• AIM OF THE TASK:
Only the lines from the one containing "Find the green leaf;" to the end of the records belong in the answer; repeat them exactly and drop the pictures.

THE DATA Start Marker

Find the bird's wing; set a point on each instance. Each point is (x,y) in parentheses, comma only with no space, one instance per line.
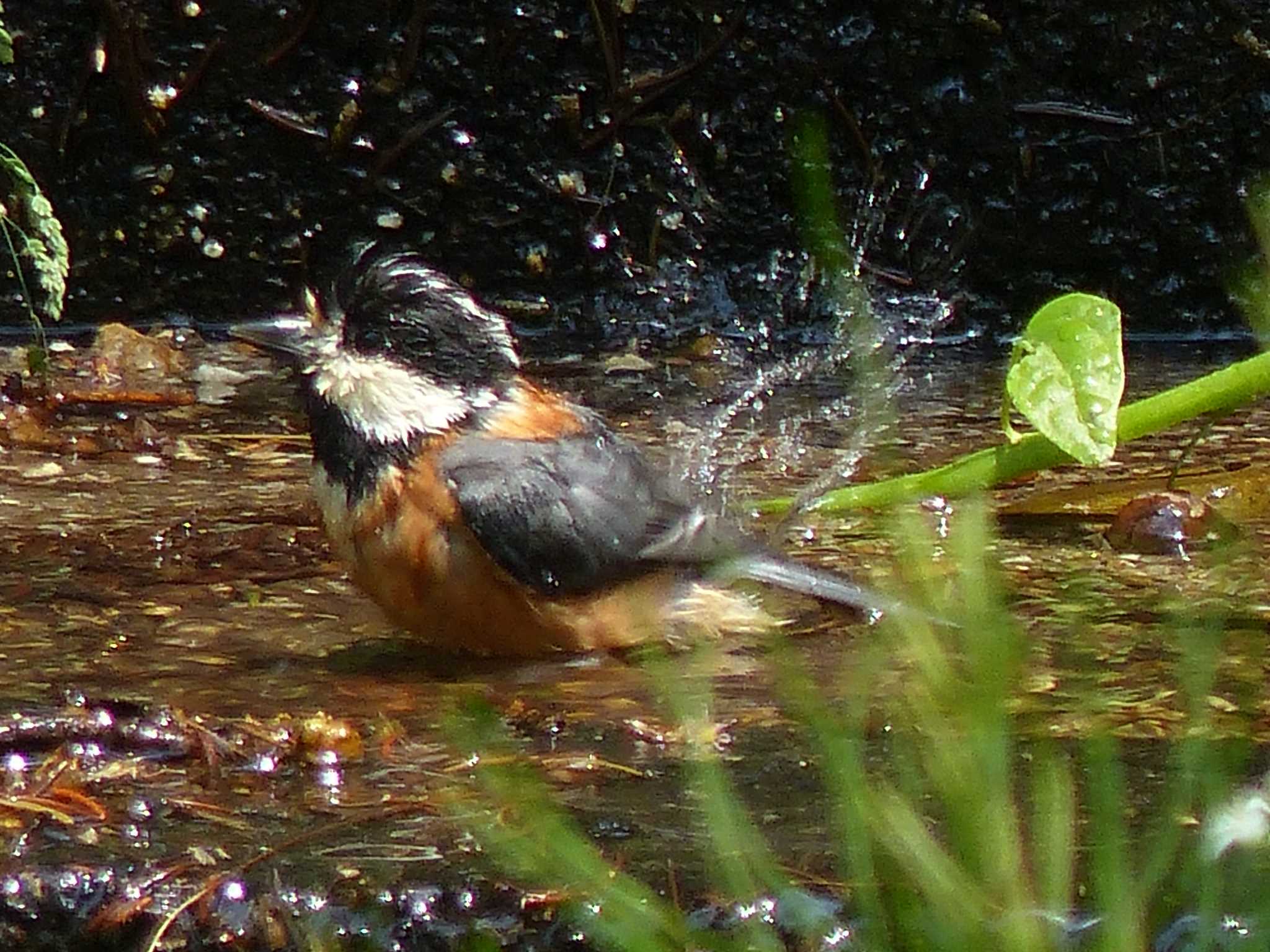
(575,514)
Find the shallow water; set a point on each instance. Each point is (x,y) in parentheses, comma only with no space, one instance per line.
(171,616)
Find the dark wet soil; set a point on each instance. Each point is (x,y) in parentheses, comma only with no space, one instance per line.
(200,708)
(620,169)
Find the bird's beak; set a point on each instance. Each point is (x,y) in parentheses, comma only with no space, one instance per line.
(290,335)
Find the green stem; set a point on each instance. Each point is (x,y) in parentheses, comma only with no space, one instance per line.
(1219,391)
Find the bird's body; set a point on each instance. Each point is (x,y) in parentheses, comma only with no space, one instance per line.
(491,514)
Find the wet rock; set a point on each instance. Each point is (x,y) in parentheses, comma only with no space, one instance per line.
(1168,523)
(121,352)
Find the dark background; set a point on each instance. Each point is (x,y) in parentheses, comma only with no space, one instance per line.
(949,152)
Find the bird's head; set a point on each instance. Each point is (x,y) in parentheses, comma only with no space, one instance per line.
(397,348)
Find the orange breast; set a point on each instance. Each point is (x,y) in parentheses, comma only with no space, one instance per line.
(408,549)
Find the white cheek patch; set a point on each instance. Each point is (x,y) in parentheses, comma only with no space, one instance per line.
(384,402)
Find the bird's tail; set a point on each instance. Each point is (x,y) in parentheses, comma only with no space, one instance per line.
(808,580)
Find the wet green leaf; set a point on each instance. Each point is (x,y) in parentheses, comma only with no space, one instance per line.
(1067,376)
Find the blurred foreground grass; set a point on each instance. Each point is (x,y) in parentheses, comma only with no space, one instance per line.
(970,833)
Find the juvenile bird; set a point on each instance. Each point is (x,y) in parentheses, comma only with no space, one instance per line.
(486,512)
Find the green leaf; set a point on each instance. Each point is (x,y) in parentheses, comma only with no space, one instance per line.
(1067,376)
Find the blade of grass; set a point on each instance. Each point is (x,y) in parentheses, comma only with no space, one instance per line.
(538,842)
(1112,879)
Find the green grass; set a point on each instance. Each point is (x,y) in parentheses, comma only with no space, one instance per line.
(970,833)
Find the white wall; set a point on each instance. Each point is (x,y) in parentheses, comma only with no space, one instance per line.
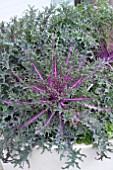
(10,8)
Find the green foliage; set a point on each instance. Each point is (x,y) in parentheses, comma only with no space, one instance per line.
(32,36)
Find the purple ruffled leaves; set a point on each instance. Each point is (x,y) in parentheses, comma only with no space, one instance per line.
(69,53)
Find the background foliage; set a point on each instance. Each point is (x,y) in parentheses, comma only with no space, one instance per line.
(88,28)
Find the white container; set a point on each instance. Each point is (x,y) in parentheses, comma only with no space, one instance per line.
(50,161)
(11,8)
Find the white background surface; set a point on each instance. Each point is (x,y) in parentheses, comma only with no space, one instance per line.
(48,161)
(10,8)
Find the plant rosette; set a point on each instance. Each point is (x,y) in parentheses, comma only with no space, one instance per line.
(55,102)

THE DATA End Marker

• TASK ANSWER:
Find the green leaf; set a point on each instance. Each point is (x,y) in parentheses, comma only with no space, one instance per line.
(1067,376)
Find the blade of grass; set a point on each instance. Each point is (x,y) in parentheses, comma only with no space, one instance per line.
(538,842)
(1112,879)
Find the green grass; set a point on each instance. Each point is (x,y) in parentheses, comma only with no space, one instance per line.
(970,833)
Find the white wall; set a point on each instance. Each point is (x,y) in parentheses, comma only with no space, one instance per line.
(10,8)
Find the green foliage; set a point on each instance. Each point is (x,y) in parentheses, comma only with no space, one instance per line.
(32,36)
Find the purple ruffled leaves; set a point on each instance. Each point is (x,y) in parentheses, comma only with no space, one instance per line.
(69,53)
Find the background foliage; set a point on each instance. Each point is (x,y) in parentheses, comma only with no space, one instance per line.
(88,28)
Find the white container; set a point on each instance. Each point is (x,y) in parentheses, comma only with no space, one instance per line.
(50,161)
(11,8)
Find the white background surface; set a point on each instance. Each point is (x,y) in parentheses, comma only with no space, one instance per line.
(48,161)
(10,8)
Find the plant rosette; set a point on each instance. Each point is (x,y) in parentheses, comma only with no space, one instance per line.
(55,102)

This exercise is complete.